Recorded data:
= = = =
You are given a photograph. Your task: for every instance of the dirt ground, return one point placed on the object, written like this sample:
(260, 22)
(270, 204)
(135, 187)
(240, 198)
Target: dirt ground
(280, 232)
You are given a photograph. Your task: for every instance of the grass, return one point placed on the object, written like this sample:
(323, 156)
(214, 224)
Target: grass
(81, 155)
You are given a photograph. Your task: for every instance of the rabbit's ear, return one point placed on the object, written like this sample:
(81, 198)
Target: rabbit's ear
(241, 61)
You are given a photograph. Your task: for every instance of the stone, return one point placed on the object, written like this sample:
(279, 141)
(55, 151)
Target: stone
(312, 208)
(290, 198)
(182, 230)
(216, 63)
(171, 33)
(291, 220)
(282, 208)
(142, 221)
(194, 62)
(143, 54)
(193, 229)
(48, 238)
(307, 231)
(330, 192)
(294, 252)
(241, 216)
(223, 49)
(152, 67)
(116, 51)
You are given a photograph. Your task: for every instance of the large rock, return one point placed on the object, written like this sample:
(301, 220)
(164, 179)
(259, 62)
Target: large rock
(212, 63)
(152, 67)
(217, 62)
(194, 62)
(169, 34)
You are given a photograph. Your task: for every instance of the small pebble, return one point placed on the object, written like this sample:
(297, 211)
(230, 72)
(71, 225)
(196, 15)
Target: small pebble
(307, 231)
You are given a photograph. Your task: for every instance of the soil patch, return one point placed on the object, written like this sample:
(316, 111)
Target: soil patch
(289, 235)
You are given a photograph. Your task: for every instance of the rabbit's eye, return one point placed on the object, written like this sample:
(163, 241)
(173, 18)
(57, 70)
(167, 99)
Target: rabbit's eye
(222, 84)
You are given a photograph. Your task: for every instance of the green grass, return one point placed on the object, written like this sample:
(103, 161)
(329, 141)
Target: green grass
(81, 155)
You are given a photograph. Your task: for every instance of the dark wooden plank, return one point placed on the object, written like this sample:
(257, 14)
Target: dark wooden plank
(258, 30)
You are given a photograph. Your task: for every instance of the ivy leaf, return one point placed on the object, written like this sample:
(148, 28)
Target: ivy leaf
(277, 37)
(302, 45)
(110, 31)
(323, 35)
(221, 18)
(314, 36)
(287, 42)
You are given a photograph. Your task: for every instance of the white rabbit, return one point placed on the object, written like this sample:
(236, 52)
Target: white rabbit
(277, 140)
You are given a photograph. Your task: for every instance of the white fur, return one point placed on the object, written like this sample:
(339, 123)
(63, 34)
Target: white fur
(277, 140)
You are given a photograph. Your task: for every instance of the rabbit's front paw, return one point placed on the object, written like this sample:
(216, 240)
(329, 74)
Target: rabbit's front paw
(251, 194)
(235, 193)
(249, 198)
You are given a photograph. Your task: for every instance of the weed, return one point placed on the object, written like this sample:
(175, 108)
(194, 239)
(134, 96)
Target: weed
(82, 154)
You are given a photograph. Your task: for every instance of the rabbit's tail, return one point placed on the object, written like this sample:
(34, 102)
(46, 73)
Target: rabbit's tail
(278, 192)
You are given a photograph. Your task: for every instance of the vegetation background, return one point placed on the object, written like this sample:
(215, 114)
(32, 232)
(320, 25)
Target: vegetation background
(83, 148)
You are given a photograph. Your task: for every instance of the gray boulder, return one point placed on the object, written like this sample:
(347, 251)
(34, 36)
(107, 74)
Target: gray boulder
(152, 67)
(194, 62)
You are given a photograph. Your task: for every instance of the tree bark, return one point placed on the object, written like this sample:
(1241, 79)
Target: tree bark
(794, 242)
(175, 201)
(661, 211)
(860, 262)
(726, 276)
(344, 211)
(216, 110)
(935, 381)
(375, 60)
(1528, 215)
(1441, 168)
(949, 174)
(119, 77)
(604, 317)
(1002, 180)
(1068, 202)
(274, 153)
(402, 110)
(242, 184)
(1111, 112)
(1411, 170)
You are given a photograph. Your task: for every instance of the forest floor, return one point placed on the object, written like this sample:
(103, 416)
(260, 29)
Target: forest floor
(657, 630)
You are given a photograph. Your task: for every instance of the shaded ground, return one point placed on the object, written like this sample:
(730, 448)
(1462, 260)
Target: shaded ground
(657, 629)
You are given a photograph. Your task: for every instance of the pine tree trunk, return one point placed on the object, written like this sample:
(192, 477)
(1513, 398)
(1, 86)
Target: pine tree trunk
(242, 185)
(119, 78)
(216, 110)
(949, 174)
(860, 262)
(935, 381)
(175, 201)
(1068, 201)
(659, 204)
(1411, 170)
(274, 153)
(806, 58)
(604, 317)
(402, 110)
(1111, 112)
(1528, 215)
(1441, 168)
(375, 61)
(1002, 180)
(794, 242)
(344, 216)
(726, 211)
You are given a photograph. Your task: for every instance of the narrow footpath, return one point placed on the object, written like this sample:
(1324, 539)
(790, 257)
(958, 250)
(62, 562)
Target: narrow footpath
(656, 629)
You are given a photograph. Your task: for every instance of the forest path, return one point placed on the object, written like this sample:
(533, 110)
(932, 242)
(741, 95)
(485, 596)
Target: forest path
= = = =
Extract the full listing above without alteration.

§ REPLY TO THE TASK:
You are given a photograph. Your task: for every instance of the dirt ground, return one point placed on the object, written like this sample:
(260, 22)
(270, 204)
(135, 187)
(240, 198)
Target: dirt ground
(280, 232)
You are given a photograph. Your task: for every instance of the grass, return one point placed on the object, written like this sample:
(323, 156)
(214, 224)
Target: grass
(81, 155)
You are given a photograph. Your task: for every instance of the rabbit's ear, return one point placed on the object, written like this sample:
(81, 198)
Target: rabbit's ear
(241, 61)
You are given a photograph. Your task: for every instance of the stone, return one point placed on the object, written like this sample:
(279, 141)
(55, 151)
Target: stone
(312, 208)
(290, 198)
(182, 230)
(216, 63)
(171, 33)
(291, 220)
(282, 208)
(142, 221)
(194, 62)
(143, 54)
(193, 229)
(48, 238)
(307, 231)
(330, 192)
(294, 252)
(241, 216)
(223, 49)
(152, 67)
(116, 51)
You are given a photograph. Your task: for every instance of the large rock, return one point placed on the object, written like this sample:
(301, 220)
(164, 179)
(259, 62)
Target: large rock
(212, 63)
(152, 67)
(217, 62)
(194, 62)
(169, 34)
You are given a photograph. Your task: for every instance of the small pebble, return one point placed on the object, written like this sample:
(297, 211)
(230, 72)
(71, 225)
(196, 15)
Target: small pebble
(307, 231)
You are given a photograph. Your task: for every instance of the soil patch, return one point placed on the object, written like this sample:
(316, 111)
Target: soil patch
(289, 235)
You are given a photograph. Your task: for every instance of the rabbit's eye, return one point placed on the object, written like this sample:
(163, 241)
(173, 18)
(57, 70)
(167, 99)
Target: rabbit's eye
(222, 84)
You are given a photograph. Your task: for every instance of the green grass, return one point placed on the object, written like this sample:
(103, 161)
(329, 141)
Target: green grass
(81, 155)
You are given a photograph. Your task: for every instance of the dark wooden plank, return one point placed on the object, written like this sample:
(257, 14)
Target: dark wooden plank
(258, 30)
You are given a photograph. Your task: for every instance of the ivy leaf, return one point placed on the object, written like this sample:
(148, 28)
Target: ivy leaf
(277, 37)
(302, 45)
(110, 31)
(323, 35)
(221, 18)
(314, 36)
(287, 42)
You are given a photograph. Your task: for every instance of the white rabbit, return one point placed on the object, written like this sample:
(236, 52)
Target: white rabbit
(277, 140)
You are given a photograph. Your task: for every instance of the white fur, return one point placed on the object, written like this sample:
(339, 123)
(63, 34)
Target: white fur
(277, 140)
You are given a photograph. Your task: for every instance of the rabbit's front paw, return one point placed on the object, written like this sample:
(216, 240)
(329, 74)
Target: rabbit's front paw
(251, 194)
(235, 193)
(249, 198)
You are given a photograph. Your task: for every instance of the weed, return one point placed on the object, written like this sample:
(175, 108)
(194, 239)
(134, 96)
Target: weed
(82, 154)
You are given a photograph. Your task: for every instance of the rabbit's tail, return one point placed on the object, written like this sample:
(34, 102)
(46, 73)
Target: rabbit's tail
(278, 192)
You are given a photograph. Your task: for every instance of the vegetation background, return one point placed on the object, written like this sample:
(215, 114)
(32, 232)
(320, 25)
Target: vegetation background
(83, 148)
You are given a photograph. Your task: for every instance of the gray boulder, return one point placed on the object, written like this sample:
(347, 251)
(34, 36)
(107, 74)
Target: gray boulder
(152, 67)
(194, 62)
You are given a photograph. Your task: for every instance of the tree bark, return one point placed on the object, written like this sample:
(1241, 79)
Target: tree bark
(794, 242)
(175, 201)
(661, 211)
(860, 262)
(726, 276)
(344, 211)
(216, 110)
(935, 381)
(375, 60)
(1528, 215)
(1441, 168)
(949, 174)
(119, 77)
(604, 317)
(1002, 180)
(1068, 202)
(274, 153)
(402, 110)
(242, 184)
(1111, 112)
(1411, 170)
You are given a photograph. Your task: for every instance of the forest floor, return one point placed on the object, written like this sample:
(103, 416)
(260, 29)
Target: forest floor
(657, 630)
You are given a photograph. Your task: for every instance of the shaded ground, return one point placed on the object, written like this sample:
(730, 448)
(1462, 260)
Target: shaded ground
(657, 629)
You are given a photograph. Your task: for every instance of the pine tree trunk, return one point placed on the object, written like this sample:
(192, 477)
(1513, 398)
(1, 86)
Target: pine tree trunk
(242, 185)
(119, 78)
(216, 110)
(949, 174)
(860, 262)
(935, 381)
(175, 201)
(1068, 201)
(659, 204)
(1411, 170)
(274, 153)
(806, 58)
(604, 317)
(402, 110)
(1111, 112)
(1528, 215)
(1441, 168)
(375, 61)
(1002, 180)
(794, 242)
(344, 216)
(726, 211)
You are given a photograph. Your task: for every instance of the narrow footpath, return one point placed on the object, written like this sample:
(1324, 539)
(790, 257)
(958, 250)
(62, 562)
Target: narrow footpath
(656, 629)
You are given a photograph. Your task: for every instance of the forest path, return one point placed on the object, written like this sample:
(533, 110)
(932, 242)
(741, 95)
(485, 596)
Target: forest path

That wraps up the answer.